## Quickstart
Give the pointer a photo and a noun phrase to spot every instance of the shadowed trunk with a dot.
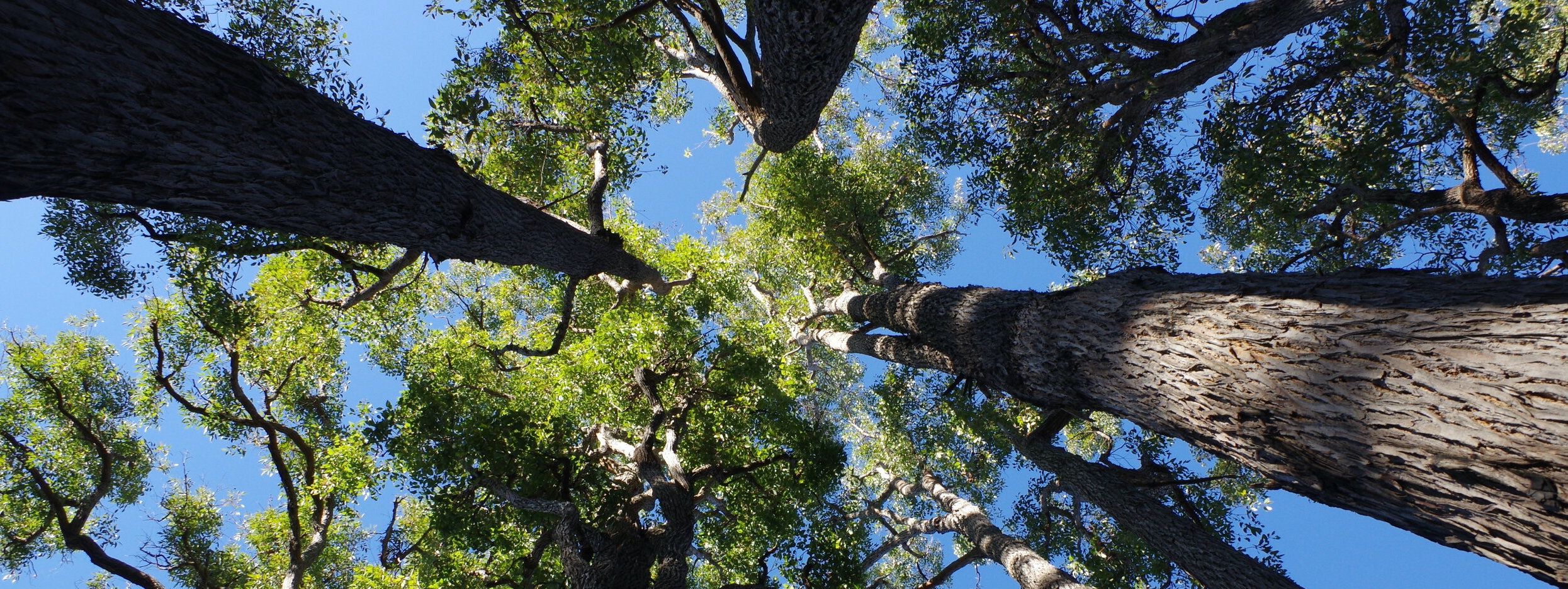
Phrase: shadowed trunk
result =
(104, 101)
(1189, 544)
(1438, 404)
(805, 49)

# PROBLEM DESCRIPTION
From the records given above, reproduce all text exactly and exclude each picture.

# YOUR RESPONSE
## Quickstart
Give the pointer a photo and a noun phrase to spot every instance of the shadowed trunk with a dot.
Phrase: shadowed trunk
result =
(104, 101)
(1189, 544)
(1438, 404)
(805, 49)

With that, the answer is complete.